• TASK STATEMENT
Set down each entry again exactly as written.

• DATA SECTION
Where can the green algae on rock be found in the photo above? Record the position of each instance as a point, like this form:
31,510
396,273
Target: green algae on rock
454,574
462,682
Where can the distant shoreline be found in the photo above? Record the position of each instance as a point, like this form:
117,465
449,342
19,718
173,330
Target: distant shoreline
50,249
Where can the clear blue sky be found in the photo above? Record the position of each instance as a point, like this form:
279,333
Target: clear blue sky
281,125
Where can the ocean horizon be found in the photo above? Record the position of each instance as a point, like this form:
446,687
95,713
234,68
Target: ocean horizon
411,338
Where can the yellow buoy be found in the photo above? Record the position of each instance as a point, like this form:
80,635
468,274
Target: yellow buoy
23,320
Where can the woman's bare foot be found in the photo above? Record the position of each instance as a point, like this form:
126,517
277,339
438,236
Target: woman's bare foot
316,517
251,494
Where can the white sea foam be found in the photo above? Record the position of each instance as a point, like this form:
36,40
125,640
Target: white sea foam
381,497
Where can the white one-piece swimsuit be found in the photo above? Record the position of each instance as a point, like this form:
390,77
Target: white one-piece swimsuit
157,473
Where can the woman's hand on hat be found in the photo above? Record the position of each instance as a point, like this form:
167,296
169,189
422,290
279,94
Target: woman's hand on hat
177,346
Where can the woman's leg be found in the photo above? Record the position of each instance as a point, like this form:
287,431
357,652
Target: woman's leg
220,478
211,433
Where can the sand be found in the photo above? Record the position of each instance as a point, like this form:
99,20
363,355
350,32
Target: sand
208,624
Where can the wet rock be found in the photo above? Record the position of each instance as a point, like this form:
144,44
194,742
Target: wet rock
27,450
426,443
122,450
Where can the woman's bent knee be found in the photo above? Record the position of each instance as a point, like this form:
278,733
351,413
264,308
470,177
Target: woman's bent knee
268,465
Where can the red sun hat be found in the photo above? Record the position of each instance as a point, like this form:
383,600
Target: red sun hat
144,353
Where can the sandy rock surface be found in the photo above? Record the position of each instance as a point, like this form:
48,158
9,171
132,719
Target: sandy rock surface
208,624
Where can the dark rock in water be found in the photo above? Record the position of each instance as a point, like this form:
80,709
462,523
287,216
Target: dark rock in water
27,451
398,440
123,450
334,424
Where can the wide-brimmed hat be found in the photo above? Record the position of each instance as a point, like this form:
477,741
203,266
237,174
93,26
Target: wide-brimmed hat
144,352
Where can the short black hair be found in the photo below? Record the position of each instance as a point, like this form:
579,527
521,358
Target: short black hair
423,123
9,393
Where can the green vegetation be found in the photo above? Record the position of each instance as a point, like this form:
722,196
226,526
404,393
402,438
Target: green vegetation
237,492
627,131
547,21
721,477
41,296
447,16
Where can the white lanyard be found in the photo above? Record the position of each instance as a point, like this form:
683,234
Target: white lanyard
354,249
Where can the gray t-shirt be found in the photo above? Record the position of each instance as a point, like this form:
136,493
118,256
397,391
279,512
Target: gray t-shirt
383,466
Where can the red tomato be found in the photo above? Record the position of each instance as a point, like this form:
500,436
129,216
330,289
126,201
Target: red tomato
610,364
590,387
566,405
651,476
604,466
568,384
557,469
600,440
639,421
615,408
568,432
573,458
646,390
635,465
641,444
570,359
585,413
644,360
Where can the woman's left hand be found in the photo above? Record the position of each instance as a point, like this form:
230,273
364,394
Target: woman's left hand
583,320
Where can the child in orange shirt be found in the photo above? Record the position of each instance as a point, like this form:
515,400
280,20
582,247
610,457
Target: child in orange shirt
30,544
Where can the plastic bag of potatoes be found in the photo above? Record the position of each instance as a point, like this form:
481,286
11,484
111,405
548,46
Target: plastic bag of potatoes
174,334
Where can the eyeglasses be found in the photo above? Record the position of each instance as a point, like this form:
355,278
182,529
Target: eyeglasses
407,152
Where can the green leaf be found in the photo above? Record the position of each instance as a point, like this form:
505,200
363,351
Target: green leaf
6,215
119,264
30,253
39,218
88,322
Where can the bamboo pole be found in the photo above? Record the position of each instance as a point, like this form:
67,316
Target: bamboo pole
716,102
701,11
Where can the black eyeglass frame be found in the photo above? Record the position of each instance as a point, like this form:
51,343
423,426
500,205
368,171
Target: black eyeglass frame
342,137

• RESULT FOR THIS EXERCISE
Where can the green algae on rock be found in the photo above? Record the position of each instance as a point, like this form:
31,510
396,273
Target: green algae on rock
454,574
462,682
Where can the distant shoreline be found in the photo above? Record the position of each instance as a point, like this form:
117,465
449,342
19,718
173,330
Target: distant shoreline
50,249
Where can the clear blue sky be found in the photo above? Record the position of each instance as a point, like this form:
279,333
Target: clear blue sky
281,125
Where can the ocean horizon be found in the photo above? Record the position of each instance as a point, like this form:
446,687
95,713
234,68
Target: ocean horizon
411,338
Where can the yellow buoy be found in the photo above? Record the position of each instance as a point, like this form:
80,635
468,274
Target: yellow buoy
23,320
Where can the woman's bare foot be found in the photo above? Record the position of each instance as a point, like this form:
126,517
277,339
438,236
Target: woman's bare foot
316,517
251,494
Where can the white sea foam be found in the photo above? Record the position of each instance as a point, like this form:
36,40
125,640
Target: white sea foam
381,497
Where can the white one-piece swimsuit be found in the photo above? Record the position of each instance as a point, like this form:
390,77
Target: white one-piece swimsuit
157,473
Where can the woman's hand on hat be found in the photo above? Record the position of each instance as a point, like this form:
167,296
169,189
422,290
279,94
Target: woman's hand on hat
177,346
Where can the woman's leg be found in the photo above? Record the position of each instance as a point, like this form:
287,431
357,652
Target: woman's leg
220,478
211,433
Where can the sand be found in the photo above? Record the position of each instance as a point, like this form:
99,20
363,355
350,32
Target: sand
208,624
Where can the wet rock be found in the photo above? Record the position of each instance as a point, like this form:
144,44
194,742
Target: wet rock
27,450
426,443
122,450
Where can the woman's bent knee be found in the photo above? Record the position of each instance as a point, like this form:
278,733
351,413
264,308
470,177
Target: woman's bent knee
268,465
Where can the red sun hat be found in the photo above? Record the position of each instance as a point, like this form:
383,600
Target: red sun hat
144,353
Where can the sandy rock surface be found in the photo above? Record the position of each instance as a point, like this form:
48,158
9,171
132,719
Target: sandy rock surface
208,624
Where can the dark rock in water be found in the photo above? Record the position of each instance as a point, like this form:
80,709
462,523
287,216
Target: dark rock in water
27,451
398,440
123,450
334,424
Where can the wide-brimmed hat be found in the photo above? Record the position of each instance as a point, like this form:
477,741
203,266
237,174
93,26
Target: wide-brimmed hat
144,352
Where can the short black hair be found in the photo below? Record the position of each instance as a point, like this form:
579,527
521,358
Target: short black hair
423,123
9,393
Where can the green vegetation be found in the photo above? Record the position of each instance as a point, like this form:
722,196
226,526
404,393
402,438
Target: green vegetation
237,492
627,131
547,21
721,477
41,296
447,16
Where can the white lanyard be found in the photo above? Record the position of each instance as a point, like this form:
683,234
Target: white lanyard
354,249
Where can the gray t-shirt be found in the photo above? Record the position of each instance as a point, like this form:
136,493
118,256
397,391
279,512
Target: gray t-shirt
383,466
Where can the red tomato be found in the photo above? Record the position of each instance as a point, like this form:
500,436
129,216
330,289
126,201
Target: red tomato
610,364
590,387
566,405
651,476
604,466
568,384
557,469
600,440
639,421
615,408
568,432
573,458
646,390
635,465
641,444
570,359
585,413
644,360
Where can the woman's left hand be found in the photo above? Record the position of each instance as a point, like this form:
230,273
364,394
Target: woman's left hand
583,320
Where can the child in orange shirt be found in the photo above? Record the position of each instance as a point, like this form:
515,400
280,20
582,247
610,457
Target: child in orange shirt
30,544
Where can the plastic bag of potatoes be found in the photo above? Record the position of each instance as a point, like this form:
481,286
11,484
111,405
548,46
Target: plastic bag of potatoes
174,334
Where can the eyeglasses be found in the photo above? Record the position of each instance as a point, like this form:
355,278
182,529
Target: eyeglasses
407,152
Where can the green leaf be found in the photo above? Record the position of each instance as a point, like this form:
505,200
363,351
Target: green leaf
6,215
119,264
30,253
39,218
88,322
Where can the bamboo pole be found in the photo above? Record the position of each instance as a point, like this form:
67,316
Target: bamboo pole
716,102
701,11
Where can the black eyeglass frame be found in the photo above? Record the position of each instance as a point, like this form:
51,343
423,426
500,205
368,171
Target: black eyeglass frame
342,137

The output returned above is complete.